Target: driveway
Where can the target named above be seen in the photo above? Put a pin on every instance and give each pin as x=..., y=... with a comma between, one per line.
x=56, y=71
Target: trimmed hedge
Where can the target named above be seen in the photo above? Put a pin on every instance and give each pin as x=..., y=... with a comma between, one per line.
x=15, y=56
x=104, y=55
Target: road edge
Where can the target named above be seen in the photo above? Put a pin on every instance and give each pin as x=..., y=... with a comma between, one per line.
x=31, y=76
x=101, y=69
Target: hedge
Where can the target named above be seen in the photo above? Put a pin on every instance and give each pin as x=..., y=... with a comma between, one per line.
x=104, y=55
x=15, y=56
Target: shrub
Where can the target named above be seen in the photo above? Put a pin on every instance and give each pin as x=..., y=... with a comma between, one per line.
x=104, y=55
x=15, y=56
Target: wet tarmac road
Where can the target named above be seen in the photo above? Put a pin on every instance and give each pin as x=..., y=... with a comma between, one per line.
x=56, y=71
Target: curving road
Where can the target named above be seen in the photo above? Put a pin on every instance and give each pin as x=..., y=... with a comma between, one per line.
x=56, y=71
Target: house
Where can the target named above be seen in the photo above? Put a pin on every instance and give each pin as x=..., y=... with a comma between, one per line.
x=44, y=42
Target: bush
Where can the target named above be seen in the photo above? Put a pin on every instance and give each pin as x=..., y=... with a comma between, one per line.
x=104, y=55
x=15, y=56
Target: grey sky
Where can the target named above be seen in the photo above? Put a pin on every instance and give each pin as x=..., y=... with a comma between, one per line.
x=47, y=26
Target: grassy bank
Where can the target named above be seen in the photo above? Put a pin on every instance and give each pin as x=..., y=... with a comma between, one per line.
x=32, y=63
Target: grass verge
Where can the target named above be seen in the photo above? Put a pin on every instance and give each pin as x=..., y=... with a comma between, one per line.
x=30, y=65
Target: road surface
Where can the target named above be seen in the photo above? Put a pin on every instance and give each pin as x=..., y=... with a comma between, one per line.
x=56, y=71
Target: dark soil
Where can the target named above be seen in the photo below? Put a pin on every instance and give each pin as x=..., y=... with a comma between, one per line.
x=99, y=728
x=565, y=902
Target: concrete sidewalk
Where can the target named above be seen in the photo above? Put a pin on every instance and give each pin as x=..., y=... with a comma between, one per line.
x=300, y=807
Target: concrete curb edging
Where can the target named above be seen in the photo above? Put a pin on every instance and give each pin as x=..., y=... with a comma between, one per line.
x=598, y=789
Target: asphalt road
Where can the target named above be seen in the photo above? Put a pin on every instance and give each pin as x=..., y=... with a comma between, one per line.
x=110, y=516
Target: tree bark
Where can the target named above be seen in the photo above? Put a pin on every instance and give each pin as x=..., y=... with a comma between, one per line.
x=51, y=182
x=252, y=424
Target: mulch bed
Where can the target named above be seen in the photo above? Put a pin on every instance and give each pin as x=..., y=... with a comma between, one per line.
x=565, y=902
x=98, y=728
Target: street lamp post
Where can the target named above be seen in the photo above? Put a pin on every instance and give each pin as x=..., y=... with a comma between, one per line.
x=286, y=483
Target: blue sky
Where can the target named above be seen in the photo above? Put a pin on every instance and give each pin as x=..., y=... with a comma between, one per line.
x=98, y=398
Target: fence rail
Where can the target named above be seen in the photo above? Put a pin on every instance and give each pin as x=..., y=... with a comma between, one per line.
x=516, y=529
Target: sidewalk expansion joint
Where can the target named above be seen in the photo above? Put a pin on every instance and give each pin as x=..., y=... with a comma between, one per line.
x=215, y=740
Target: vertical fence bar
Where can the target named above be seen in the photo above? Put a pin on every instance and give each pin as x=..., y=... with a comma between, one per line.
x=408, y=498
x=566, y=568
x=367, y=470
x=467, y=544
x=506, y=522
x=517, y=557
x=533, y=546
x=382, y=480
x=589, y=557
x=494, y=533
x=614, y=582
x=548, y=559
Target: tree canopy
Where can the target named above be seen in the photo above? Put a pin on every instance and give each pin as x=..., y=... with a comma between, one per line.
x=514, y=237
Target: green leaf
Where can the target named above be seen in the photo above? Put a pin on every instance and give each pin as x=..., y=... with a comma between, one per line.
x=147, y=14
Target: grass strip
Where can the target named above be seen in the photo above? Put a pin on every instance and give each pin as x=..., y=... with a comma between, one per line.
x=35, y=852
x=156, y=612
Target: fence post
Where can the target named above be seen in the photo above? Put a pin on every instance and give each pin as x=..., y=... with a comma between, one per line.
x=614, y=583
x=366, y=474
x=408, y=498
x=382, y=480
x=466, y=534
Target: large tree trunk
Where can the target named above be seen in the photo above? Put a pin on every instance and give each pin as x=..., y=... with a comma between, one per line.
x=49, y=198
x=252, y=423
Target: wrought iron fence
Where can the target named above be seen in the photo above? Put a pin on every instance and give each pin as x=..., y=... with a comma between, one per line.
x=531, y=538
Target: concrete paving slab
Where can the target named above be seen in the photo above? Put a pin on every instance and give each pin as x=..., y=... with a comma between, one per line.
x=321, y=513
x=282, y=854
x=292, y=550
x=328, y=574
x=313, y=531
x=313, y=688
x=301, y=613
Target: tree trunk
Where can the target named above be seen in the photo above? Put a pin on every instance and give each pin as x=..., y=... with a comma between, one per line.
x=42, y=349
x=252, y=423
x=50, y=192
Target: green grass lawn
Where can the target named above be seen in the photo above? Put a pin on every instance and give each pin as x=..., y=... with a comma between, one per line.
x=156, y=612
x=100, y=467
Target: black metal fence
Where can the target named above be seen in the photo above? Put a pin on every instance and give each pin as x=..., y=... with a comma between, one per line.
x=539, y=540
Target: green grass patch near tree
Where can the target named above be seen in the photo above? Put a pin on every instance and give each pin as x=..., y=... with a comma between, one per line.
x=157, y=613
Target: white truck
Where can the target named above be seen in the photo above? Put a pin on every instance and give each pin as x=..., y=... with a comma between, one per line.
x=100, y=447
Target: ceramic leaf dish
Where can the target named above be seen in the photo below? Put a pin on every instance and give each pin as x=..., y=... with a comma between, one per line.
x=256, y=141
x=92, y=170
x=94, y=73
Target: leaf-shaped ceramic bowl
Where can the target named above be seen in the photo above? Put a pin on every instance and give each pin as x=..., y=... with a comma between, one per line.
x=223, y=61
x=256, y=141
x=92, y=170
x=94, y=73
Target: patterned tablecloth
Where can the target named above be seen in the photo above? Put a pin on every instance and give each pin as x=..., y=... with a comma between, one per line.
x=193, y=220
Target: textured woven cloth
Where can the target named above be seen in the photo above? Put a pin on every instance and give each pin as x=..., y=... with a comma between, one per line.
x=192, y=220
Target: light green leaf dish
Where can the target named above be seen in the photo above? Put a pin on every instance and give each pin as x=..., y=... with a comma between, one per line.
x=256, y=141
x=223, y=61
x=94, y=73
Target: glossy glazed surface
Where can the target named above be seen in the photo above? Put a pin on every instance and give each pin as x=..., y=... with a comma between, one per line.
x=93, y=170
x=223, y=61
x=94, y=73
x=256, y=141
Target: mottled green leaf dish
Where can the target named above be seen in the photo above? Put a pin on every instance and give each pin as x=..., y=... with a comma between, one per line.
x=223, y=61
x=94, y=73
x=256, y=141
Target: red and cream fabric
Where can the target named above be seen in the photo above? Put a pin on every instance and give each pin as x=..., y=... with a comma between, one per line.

▶ [Exercise aim] Transcribe each line of the material without any alteration.

▶ [Solution for this exercise]
Target: driveway
Where can the target named above be seen in the photo above? Put a pin on every instance and give each pin as x=..., y=... with a comma between, one per line.
x=56, y=71
Target: trimmed hedge
Where can the target named above be seen in the photo above? Put a pin on every instance and give each pin as x=..., y=... with a comma between, one per line.
x=15, y=56
x=104, y=55
Target: road edge
Where can the target named above be seen in the photo above? Put a pin on every instance and give each pin as x=..., y=... with a comma between, one per line.
x=31, y=76
x=101, y=69
Target: hedge
Where can the target named above be seen in the photo above? Put a pin on every instance and give each pin as x=..., y=... with a comma between, one per line.
x=104, y=55
x=15, y=56
Target: shrub
Where can the target named above be seen in the photo above? Put a pin on every instance and give each pin as x=..., y=... with a comma between, one per line.
x=104, y=55
x=15, y=56
Target: wet tarmac road
Where can the target named above be seen in the photo above? Put a pin on every instance and give each pin as x=..., y=... with a comma between, one per line.
x=56, y=71
Target: curving road
Where can the target named above be seen in the photo above? Put a pin on every instance and give each pin as x=..., y=... with a comma between, one per line.
x=56, y=71
Target: house
Where can the target named above be seen in the photo above? Put a pin on every instance and give each pin as x=..., y=... with a comma between, one per line.
x=44, y=42
Target: bush
Where can the target named above be seen in the photo above? Put a pin on every instance and give each pin as x=..., y=... with a comma between, one per line.
x=104, y=55
x=15, y=56
Target: grey sky
Where can the target named above be seen in the photo above? Put a pin on every instance and give each pin as x=..., y=... with a comma between, one per line.
x=47, y=26
Target: grassy bank
Where can the target named above be seen in the photo above? Put a pin on every instance and give each pin as x=..., y=... with a comma between, one per line.
x=32, y=63
Target: grass verge
Where can the target named above be seen in the photo above? Put a pin on every instance and give each pin as x=..., y=... with a comma between, one per line.
x=30, y=65
Target: road surface
Where can the target named above be seen in the photo above? Put a pin on every instance and give each pin as x=..., y=... with a comma between, one per line.
x=56, y=71
Target: dark soil
Where can the target named above be seen in the photo below? Put a pin on every instance and give each pin as x=..., y=... with a comma between, one per line.
x=99, y=728
x=565, y=902
Target: concrete sidewalk
Where can the target named above be seen in the photo above? Put a pin on every instance and give each pin as x=..., y=... with a comma between, one per line.
x=300, y=807
Target: concrete curb edging
Where can the target named above be seen in the photo above? Put a pin on every instance and give each pin as x=..., y=... with a comma between, one per line.
x=598, y=789
Target: asphalt road
Where can the target named above be seen in the photo above? Put a pin on every instance and give each pin as x=..., y=... with a comma between, one per line.
x=110, y=516
Target: tree bark
Where can the target named above be seen in the photo above? Put a pin on every instance and give each pin as x=..., y=... with a comma between, one per line.
x=51, y=182
x=252, y=424
Target: mulch bed
Where can the target named above be seen in the photo above? Put a pin on every instance and give each pin as x=..., y=... with a comma between, one per line.
x=565, y=902
x=98, y=728
Target: street lamp post
Where can the target named above be seen in the photo above? Put a pin on every instance and give each pin as x=..., y=... with a comma between, one per line.
x=286, y=483
Target: blue sky
Where can the target named above be seen in the photo above? Put a pin on every instance and give each pin as x=..., y=... with a comma between, one per line.
x=98, y=398
Target: fence rail
Where can the target named above be seen in the photo above? Put a pin on every instance and give each pin as x=..., y=... with a comma between, one per line.
x=516, y=529
Target: sidewalk expansion joint
Where can the target named above be seen in the photo above? Put a pin on every instance and give each pin as x=..., y=... with a comma between, one per line.
x=215, y=740
Target: vertical fence bar
Where can the target named above be seen in the photo above? Put a pin on every instance and give each pin as x=..., y=... with a comma between, one per line.
x=408, y=498
x=566, y=568
x=367, y=470
x=467, y=544
x=506, y=522
x=517, y=557
x=533, y=546
x=382, y=480
x=589, y=557
x=494, y=533
x=614, y=582
x=548, y=559
Target: tree canopy
Where can the target named above be seen in the photo above? Put a pin on every instance and give each pin as x=..., y=... with a comma between, one per line.
x=514, y=237
Target: green leaf
Where can the target named above be seen in the photo above? Put a pin on every instance and give each pin as x=..., y=... with a comma between, one per line.
x=147, y=14
Target: grass strip
Where can the target named above be seen in the photo above? Put a pin on every instance and give each pin as x=..., y=... with a comma between, one per line.
x=35, y=852
x=156, y=612
Target: fence post
Where can the target named above be seen in the photo above? Put a pin on every instance and give each pin as x=..., y=... with a comma between, one per line.
x=614, y=583
x=366, y=474
x=408, y=498
x=382, y=480
x=466, y=534
Target: large tree trunk
Where can the target named above be seen in the photo above? Put a pin on every instance and give each pin as x=..., y=... with a comma between, one per line.
x=49, y=198
x=252, y=423
Target: wrought iron fence
Where can the target named above be seen in the photo above? Put a pin on every instance and give each pin as x=..., y=... with a comma between, one per line.
x=531, y=538
Target: concrete paving slab
Where can the target named above be seen in the photo above? Put a pin on every instance and give each pin as x=..., y=... with a comma between, one per line.
x=321, y=513
x=282, y=854
x=292, y=550
x=328, y=574
x=313, y=531
x=313, y=688
x=301, y=613
Target: tree trunk
Where can the target named above be seen in the photo above? Put a pin on every instance and give each pin as x=..., y=... with a comma between, one per line.
x=42, y=349
x=252, y=423
x=50, y=192
Target: green grass lawn
Where can the target named above be seen in the photo above? Put a pin on every instance and give each pin as x=..., y=... with a comma between, one per line.
x=156, y=612
x=100, y=467
Target: black metal fence
Where can the target named above be seen in the photo above? Put a pin on every instance and give each pin as x=..., y=... with a comma between, one per line.
x=539, y=540
Target: green grass patch near tree
Where can the target named above be seen in the photo above? Put a pin on every instance and give each pin as x=..., y=... with a comma between, one per line.
x=157, y=613
Target: white truck
Where can the target named above be seen in the photo above? Put a pin on every instance and give each pin as x=..., y=... with a comma between, one per line.
x=100, y=447
Target: ceramic leaf dish
Where can the target named above be seen in the photo below? Put a pin on every instance and give each pin as x=..., y=... with a comma between, one per line.
x=256, y=141
x=92, y=170
x=94, y=73
Target: leaf-shaped ceramic bowl
Where can the target named above be seen in the photo above? Put a pin on every instance and give each pin as x=..., y=... with a comma between, one per line.
x=223, y=61
x=256, y=141
x=92, y=170
x=94, y=73
Target: patterned tablecloth
Where can the target named above be seen in the photo above? Put a pin on every instance and give each pin as x=..., y=... with a comma between, one per line.
x=193, y=220
Target: textured woven cloth
Where can the target named above be seen in the photo above? Put a pin on every instance and give each pin as x=..., y=... with a comma between, one per line.
x=192, y=220
Target: light green leaf dish
Where can the target named above be seen in the photo above? Put a pin on every instance and give each pin as x=..., y=... with a comma between, one per line.
x=256, y=141
x=223, y=61
x=94, y=73
Target: glossy glazed surface
Where can the target named above be seen in the photo above? Put a pin on every instance and give each pin as x=..., y=... with a comma between, one per line.
x=93, y=170
x=223, y=61
x=94, y=73
x=256, y=141
Target: mottled green leaf dish
Where can the target named above be seen in the photo above? Put a pin on every instance and give each pin as x=..., y=... with a comma between, one per line.
x=223, y=61
x=94, y=73
x=256, y=141
Target: red and cream fabric
Where can the target named above be seen in the photo above? Put a pin on every instance and give each pin as x=..., y=... with a comma between, one per line.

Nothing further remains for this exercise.